[Referring expression data]
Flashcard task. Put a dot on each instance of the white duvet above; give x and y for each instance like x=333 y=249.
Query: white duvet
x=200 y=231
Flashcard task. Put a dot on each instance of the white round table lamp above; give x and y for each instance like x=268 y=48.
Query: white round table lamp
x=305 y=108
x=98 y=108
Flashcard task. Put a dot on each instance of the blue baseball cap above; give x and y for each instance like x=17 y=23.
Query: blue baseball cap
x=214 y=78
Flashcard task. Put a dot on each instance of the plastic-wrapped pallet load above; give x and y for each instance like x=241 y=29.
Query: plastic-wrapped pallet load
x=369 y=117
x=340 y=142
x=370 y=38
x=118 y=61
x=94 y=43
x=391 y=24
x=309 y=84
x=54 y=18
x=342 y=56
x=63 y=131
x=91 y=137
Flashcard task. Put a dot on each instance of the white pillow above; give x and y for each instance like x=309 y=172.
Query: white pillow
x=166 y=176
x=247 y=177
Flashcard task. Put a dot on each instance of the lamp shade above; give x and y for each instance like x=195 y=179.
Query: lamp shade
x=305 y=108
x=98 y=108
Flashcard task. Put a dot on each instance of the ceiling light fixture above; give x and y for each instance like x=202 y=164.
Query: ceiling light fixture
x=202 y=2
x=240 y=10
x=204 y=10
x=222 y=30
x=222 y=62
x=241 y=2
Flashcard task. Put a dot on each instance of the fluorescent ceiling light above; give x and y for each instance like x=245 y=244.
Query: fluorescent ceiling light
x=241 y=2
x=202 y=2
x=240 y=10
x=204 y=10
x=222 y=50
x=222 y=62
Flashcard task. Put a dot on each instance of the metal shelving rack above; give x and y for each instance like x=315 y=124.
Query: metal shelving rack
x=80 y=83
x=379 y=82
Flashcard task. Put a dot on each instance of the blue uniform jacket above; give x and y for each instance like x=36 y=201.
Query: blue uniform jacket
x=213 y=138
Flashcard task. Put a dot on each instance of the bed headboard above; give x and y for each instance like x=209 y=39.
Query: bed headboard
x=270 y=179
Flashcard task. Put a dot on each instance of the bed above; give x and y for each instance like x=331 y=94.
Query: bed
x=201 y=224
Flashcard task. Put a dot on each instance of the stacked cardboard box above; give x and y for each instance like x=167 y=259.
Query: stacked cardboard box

» What you have to do
Copy each line of the data that contains the word "cardboard", leaving the other lines out.

» Expected output
Flashcard task. Put a dot on each instance of the stacked cardboard box above; give x and y for each instance like x=167 y=259.
Query: stacked cardboard box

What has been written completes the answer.